* [Requirement]: Carry on Harsh Raj's personal research page past its final line, adding further entries to its news and timeline in the same style.

Harsh Raj

i_am_a_fox

I am Harsh Raj, currently pursuing a Master of Science in Computer Science at Northeastern University, Boston. I am also the Co-Founder of the open-source organization Ontocord AI and a Researcher at AI Risk and Vulnerability Alliance (ARVA). Previously, I worked as an Applied Scientist at VijilAI, where I primarily worked on building their LLM evaluation and guardrails service.

I am passionate about making language models safe, useful, and controllable. Over the past few years, I have taken my first steps as a researcher, thanks to some wonderful collaborators and mentors.

I am currently working with David Bau and Robert West on interpretability of reasoning models. Most recently, I led the Preventing Adversarial Reward Optimization project at the AI Safety Camp. As an Applied Scientist at VijilAI, I worked alongside Leif to develop a database of red-teaming prompts.

Previously, I collaborated with Subho, Dom, and Vipul on evaluating and improving the consistency of language models.

Through the MLC community, I was fortunate to work with Yash and Laura on quantifying the robustness transfer from pretraining to downstream tasks.

News and Timeline

2025

May: Contributed to the project terminal-bench.
April: Started working as a Research Assistant at the Interpretable Neural Networks Lab under David Bau.
April: Published our first blog post announcing MixtureVitae, the most permissively licensed dataset released to date, as part of the Aurora-M2 project.
January: Our work on Improving Consistency in Large Language Models through Chain of Guidance was accepted at Transactions of Machine Learning Research (TMLR).

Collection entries
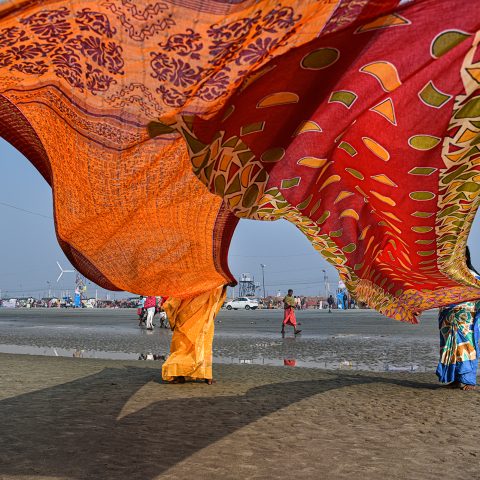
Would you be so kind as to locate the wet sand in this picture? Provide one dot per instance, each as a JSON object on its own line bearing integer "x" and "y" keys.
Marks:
{"x": 68, "y": 418}
{"x": 354, "y": 340}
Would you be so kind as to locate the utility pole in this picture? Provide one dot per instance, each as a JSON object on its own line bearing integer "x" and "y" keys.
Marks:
{"x": 263, "y": 278}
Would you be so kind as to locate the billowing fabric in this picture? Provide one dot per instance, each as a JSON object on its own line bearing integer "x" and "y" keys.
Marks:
{"x": 289, "y": 317}
{"x": 459, "y": 337}
{"x": 192, "y": 322}
{"x": 159, "y": 125}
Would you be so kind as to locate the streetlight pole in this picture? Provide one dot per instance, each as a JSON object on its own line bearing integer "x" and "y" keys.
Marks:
{"x": 263, "y": 278}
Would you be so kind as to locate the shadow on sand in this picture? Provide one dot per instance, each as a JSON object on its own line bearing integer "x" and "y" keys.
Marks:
{"x": 73, "y": 430}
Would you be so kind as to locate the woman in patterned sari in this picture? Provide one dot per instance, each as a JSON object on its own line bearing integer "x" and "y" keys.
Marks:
{"x": 459, "y": 337}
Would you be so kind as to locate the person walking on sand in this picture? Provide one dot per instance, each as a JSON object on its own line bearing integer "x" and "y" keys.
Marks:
{"x": 459, "y": 337}
{"x": 330, "y": 302}
{"x": 150, "y": 305}
{"x": 289, "y": 313}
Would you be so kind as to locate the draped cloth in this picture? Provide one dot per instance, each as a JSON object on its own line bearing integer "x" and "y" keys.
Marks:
{"x": 192, "y": 322}
{"x": 459, "y": 348}
{"x": 159, "y": 125}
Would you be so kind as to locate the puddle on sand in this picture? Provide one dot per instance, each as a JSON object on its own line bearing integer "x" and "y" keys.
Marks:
{"x": 63, "y": 352}
{"x": 288, "y": 362}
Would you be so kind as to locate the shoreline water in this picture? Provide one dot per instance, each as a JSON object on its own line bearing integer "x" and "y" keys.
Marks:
{"x": 70, "y": 418}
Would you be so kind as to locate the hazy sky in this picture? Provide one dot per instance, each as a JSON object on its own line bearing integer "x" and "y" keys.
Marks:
{"x": 29, "y": 249}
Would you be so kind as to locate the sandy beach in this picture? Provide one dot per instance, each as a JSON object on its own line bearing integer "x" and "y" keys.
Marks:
{"x": 67, "y": 418}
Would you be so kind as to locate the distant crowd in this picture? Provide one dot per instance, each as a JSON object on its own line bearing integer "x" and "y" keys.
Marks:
{"x": 67, "y": 302}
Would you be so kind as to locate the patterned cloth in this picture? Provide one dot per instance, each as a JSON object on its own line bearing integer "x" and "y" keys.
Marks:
{"x": 289, "y": 317}
{"x": 459, "y": 348}
{"x": 159, "y": 125}
{"x": 192, "y": 322}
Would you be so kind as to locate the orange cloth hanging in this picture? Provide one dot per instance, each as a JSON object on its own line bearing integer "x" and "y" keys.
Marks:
{"x": 192, "y": 321}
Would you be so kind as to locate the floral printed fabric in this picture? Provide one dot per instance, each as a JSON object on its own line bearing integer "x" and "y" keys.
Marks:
{"x": 159, "y": 125}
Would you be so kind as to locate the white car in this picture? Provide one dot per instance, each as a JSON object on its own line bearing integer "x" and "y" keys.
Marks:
{"x": 242, "y": 302}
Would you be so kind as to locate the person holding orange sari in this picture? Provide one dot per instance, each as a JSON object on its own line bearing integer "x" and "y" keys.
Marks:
{"x": 289, "y": 313}
{"x": 192, "y": 322}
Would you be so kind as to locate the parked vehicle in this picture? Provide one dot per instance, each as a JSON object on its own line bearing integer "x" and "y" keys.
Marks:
{"x": 242, "y": 302}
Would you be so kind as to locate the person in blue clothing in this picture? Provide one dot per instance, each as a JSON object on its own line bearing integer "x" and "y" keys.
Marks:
{"x": 459, "y": 337}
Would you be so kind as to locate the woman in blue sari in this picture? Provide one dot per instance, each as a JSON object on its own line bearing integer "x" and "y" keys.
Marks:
{"x": 459, "y": 337}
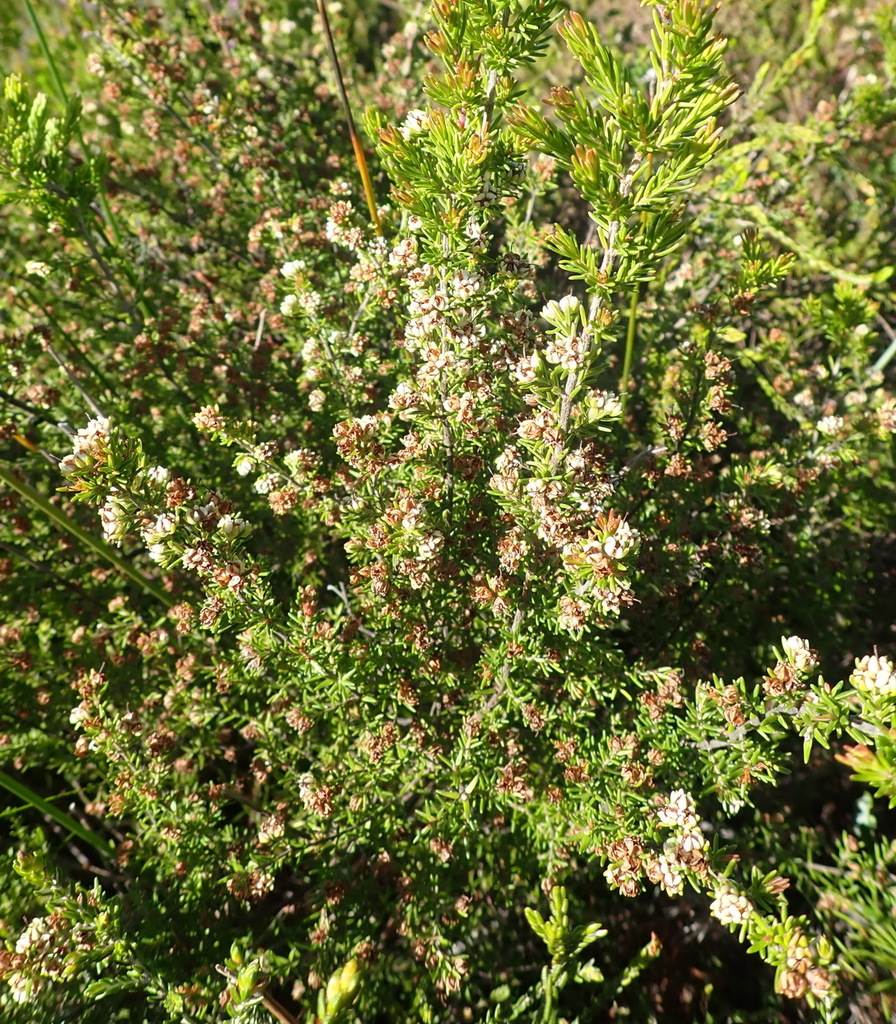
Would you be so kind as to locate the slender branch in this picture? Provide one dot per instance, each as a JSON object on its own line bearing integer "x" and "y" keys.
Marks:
{"x": 93, "y": 544}
{"x": 349, "y": 121}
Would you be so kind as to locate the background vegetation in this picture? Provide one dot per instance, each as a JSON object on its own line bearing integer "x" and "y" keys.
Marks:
{"x": 476, "y": 608}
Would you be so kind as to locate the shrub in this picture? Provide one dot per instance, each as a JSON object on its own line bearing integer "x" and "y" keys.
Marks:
{"x": 418, "y": 604}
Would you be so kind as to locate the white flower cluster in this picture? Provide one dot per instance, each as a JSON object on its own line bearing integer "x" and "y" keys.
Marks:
{"x": 88, "y": 448}
{"x": 873, "y": 674}
{"x": 729, "y": 906}
{"x": 799, "y": 653}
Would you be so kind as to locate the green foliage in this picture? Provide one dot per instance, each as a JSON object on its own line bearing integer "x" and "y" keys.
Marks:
{"x": 365, "y": 586}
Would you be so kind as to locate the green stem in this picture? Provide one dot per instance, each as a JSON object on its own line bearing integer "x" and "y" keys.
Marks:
{"x": 28, "y": 795}
{"x": 93, "y": 544}
{"x": 359, "y": 157}
{"x": 629, "y": 357}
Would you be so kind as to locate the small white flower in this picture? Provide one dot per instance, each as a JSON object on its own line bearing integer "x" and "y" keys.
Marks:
{"x": 873, "y": 674}
{"x": 415, "y": 122}
{"x": 157, "y": 552}
{"x": 800, "y": 653}
{"x": 231, "y": 526}
{"x": 679, "y": 811}
{"x": 562, "y": 312}
{"x": 830, "y": 425}
{"x": 730, "y": 907}
{"x": 163, "y": 525}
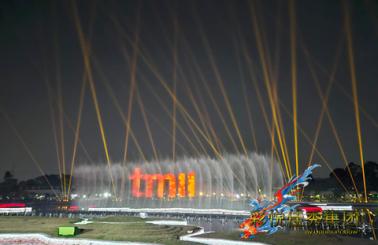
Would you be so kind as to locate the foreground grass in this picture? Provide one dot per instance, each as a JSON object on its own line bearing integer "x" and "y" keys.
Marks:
{"x": 131, "y": 229}
{"x": 295, "y": 238}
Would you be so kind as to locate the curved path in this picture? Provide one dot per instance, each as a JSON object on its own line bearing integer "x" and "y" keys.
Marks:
{"x": 39, "y": 239}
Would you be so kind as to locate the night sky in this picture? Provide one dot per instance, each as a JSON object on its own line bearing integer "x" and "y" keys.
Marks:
{"x": 41, "y": 56}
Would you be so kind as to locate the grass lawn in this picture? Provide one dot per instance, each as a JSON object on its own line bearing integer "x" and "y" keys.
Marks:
{"x": 295, "y": 238}
{"x": 133, "y": 229}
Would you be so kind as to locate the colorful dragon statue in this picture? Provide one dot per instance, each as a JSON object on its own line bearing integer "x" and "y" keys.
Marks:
{"x": 259, "y": 221}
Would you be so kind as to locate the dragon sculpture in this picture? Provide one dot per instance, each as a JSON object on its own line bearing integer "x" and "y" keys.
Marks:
{"x": 259, "y": 221}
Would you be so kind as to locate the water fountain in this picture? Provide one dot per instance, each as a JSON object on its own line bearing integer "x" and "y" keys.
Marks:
{"x": 203, "y": 182}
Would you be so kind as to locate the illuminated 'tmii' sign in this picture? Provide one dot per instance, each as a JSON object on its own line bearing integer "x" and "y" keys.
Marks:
{"x": 182, "y": 186}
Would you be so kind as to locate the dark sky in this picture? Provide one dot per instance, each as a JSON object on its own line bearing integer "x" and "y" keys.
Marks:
{"x": 39, "y": 45}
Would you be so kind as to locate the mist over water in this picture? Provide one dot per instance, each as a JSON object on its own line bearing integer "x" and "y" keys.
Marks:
{"x": 219, "y": 183}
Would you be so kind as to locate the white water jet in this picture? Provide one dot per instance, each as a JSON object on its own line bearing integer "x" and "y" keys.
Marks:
{"x": 219, "y": 183}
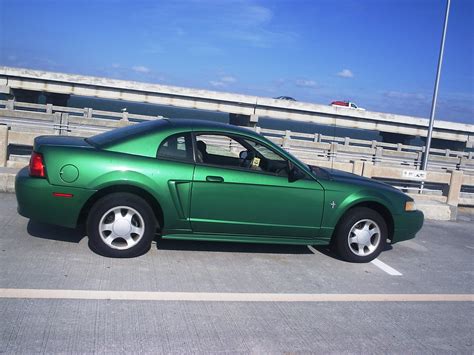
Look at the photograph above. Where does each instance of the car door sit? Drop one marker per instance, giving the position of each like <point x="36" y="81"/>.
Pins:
<point x="230" y="199"/>
<point x="174" y="171"/>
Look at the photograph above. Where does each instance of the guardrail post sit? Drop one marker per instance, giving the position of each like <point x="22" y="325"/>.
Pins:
<point x="332" y="151"/>
<point x="3" y="145"/>
<point x="419" y="156"/>
<point x="455" y="187"/>
<point x="378" y="155"/>
<point x="63" y="129"/>
<point x="357" y="167"/>
<point x="124" y="116"/>
<point x="57" y="123"/>
<point x="10" y="105"/>
<point x="287" y="139"/>
<point x="368" y="169"/>
<point x="87" y="112"/>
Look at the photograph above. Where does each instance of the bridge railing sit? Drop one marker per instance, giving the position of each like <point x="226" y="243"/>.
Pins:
<point x="449" y="171"/>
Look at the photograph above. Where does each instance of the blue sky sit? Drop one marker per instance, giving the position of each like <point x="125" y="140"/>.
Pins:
<point x="381" y="54"/>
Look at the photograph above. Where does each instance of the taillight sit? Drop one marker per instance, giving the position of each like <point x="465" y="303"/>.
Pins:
<point x="37" y="165"/>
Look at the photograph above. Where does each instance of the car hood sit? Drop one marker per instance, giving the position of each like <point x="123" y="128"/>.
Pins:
<point x="349" y="178"/>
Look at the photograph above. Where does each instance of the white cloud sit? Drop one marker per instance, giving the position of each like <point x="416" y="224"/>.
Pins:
<point x="345" y="73"/>
<point x="141" y="69"/>
<point x="228" y="79"/>
<point x="305" y="83"/>
<point x="216" y="83"/>
<point x="405" y="95"/>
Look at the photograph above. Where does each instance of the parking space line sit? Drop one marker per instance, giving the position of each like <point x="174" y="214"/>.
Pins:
<point x="226" y="297"/>
<point x="384" y="267"/>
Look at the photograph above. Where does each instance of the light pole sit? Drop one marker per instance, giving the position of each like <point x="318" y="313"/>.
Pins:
<point x="435" y="93"/>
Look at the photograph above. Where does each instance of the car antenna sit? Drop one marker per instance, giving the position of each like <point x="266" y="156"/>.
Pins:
<point x="333" y="152"/>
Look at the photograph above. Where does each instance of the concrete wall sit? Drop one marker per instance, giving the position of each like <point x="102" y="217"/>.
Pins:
<point x="244" y="105"/>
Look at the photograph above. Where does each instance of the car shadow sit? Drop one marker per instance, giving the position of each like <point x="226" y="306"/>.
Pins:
<point x="230" y="247"/>
<point x="52" y="232"/>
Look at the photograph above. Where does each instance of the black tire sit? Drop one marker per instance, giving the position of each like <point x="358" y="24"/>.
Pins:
<point x="121" y="225"/>
<point x="371" y="239"/>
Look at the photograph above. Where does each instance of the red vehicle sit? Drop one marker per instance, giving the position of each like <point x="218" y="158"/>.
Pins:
<point x="347" y="104"/>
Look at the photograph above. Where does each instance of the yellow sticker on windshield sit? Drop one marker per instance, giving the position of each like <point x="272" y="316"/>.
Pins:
<point x="255" y="161"/>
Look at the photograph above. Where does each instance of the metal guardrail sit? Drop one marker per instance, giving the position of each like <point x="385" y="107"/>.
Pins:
<point x="448" y="171"/>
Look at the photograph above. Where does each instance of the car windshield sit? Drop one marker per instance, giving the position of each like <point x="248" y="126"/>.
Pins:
<point x="116" y="135"/>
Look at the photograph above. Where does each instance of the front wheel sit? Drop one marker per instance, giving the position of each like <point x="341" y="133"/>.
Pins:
<point x="121" y="225"/>
<point x="361" y="235"/>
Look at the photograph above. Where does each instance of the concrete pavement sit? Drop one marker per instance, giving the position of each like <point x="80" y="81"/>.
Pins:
<point x="35" y="256"/>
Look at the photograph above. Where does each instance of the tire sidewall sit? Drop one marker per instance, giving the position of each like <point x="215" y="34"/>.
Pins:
<point x="114" y="200"/>
<point x="344" y="227"/>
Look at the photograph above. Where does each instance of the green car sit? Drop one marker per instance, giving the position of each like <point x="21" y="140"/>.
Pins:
<point x="190" y="179"/>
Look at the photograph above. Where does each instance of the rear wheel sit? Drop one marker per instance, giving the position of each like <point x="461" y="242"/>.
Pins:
<point x="121" y="225"/>
<point x="361" y="235"/>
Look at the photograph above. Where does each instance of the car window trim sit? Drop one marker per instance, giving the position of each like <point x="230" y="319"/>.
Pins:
<point x="231" y="135"/>
<point x="190" y="159"/>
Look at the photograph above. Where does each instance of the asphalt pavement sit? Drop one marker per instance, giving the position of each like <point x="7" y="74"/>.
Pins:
<point x="57" y="296"/>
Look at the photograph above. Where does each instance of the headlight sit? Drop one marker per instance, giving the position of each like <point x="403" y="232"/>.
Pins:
<point x="410" y="206"/>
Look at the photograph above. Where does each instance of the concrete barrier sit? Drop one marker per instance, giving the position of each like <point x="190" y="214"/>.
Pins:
<point x="450" y="170"/>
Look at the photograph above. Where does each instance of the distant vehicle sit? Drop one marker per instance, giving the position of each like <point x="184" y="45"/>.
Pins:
<point x="347" y="104"/>
<point x="287" y="98"/>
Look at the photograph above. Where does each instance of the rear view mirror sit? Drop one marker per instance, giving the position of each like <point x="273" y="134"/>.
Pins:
<point x="295" y="174"/>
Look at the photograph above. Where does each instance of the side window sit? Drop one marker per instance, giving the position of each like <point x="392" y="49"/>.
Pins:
<point x="218" y="150"/>
<point x="239" y="152"/>
<point x="176" y="147"/>
<point x="269" y="160"/>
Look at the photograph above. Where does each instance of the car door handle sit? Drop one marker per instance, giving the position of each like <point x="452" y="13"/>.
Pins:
<point x="214" y="178"/>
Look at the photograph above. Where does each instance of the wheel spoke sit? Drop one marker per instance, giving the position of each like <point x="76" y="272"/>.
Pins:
<point x="129" y="216"/>
<point x="136" y="230"/>
<point x="110" y="239"/>
<point x="373" y="231"/>
<point x="106" y="227"/>
<point x="117" y="214"/>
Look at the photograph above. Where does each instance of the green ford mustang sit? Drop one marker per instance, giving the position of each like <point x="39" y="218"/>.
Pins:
<point x="199" y="180"/>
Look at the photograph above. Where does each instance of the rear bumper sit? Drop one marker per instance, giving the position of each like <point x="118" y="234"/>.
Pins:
<point x="407" y="225"/>
<point x="36" y="200"/>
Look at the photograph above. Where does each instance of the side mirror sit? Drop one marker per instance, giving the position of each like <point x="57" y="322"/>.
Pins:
<point x="295" y="173"/>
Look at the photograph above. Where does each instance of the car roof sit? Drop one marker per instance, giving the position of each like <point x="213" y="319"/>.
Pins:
<point x="198" y="125"/>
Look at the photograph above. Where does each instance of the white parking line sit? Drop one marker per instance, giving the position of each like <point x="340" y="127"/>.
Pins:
<point x="227" y="297"/>
<point x="384" y="267"/>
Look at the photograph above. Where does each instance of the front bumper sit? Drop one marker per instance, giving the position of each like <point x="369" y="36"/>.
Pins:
<point x="36" y="200"/>
<point x="406" y="225"/>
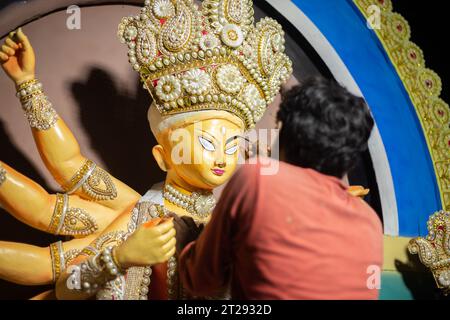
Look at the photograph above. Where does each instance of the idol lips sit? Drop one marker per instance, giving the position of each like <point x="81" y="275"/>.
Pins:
<point x="218" y="172"/>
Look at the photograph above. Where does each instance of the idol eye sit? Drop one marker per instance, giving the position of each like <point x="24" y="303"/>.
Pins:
<point x="232" y="150"/>
<point x="208" y="145"/>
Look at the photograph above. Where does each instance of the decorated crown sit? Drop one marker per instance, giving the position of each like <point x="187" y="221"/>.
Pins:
<point x="434" y="250"/>
<point x="213" y="58"/>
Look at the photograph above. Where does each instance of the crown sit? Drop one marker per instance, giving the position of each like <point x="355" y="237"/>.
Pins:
<point x="434" y="250"/>
<point x="213" y="58"/>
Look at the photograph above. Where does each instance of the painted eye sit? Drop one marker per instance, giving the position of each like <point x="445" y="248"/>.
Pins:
<point x="232" y="150"/>
<point x="206" y="144"/>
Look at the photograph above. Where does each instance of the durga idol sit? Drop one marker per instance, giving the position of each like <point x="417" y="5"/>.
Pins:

* [Answer box]:
2024

December: Our work on Mitigating Unsafe Feedback with Learning Constraints got accepted for poster presentation at AAAI-25 Workshop on Artificial Intelligence for Cyber Security.
September: Published my first Lesswrong blog on Interpreting the effects of Jailbreaking in LLMs.
June: Released the preprint of our work on Reverse Preference Attack, led by Domenic.
January: Joined VijilAI as an Applied Scientist.
January: Our work on Vision and Language Navigation ranked 3rd on the R2R leaderboard. Team Name: MLR_Lab_DTU.

2023

December: Presented our work on robustness transfer at NeurIPS 2023 in New Orleans.
May: Our work on robustness transfer accepted to NeurIPS 2023. Led by Laura and mentored by Yash.

2022

November: Our work on consistency evaluation won the Best Paper Award with a cash prize of $5000.
April: Two papers accepted to NeurIPS Workshop 2023: one on consistency evaluation and another on evaluating the robustness of biomedical concept normalization.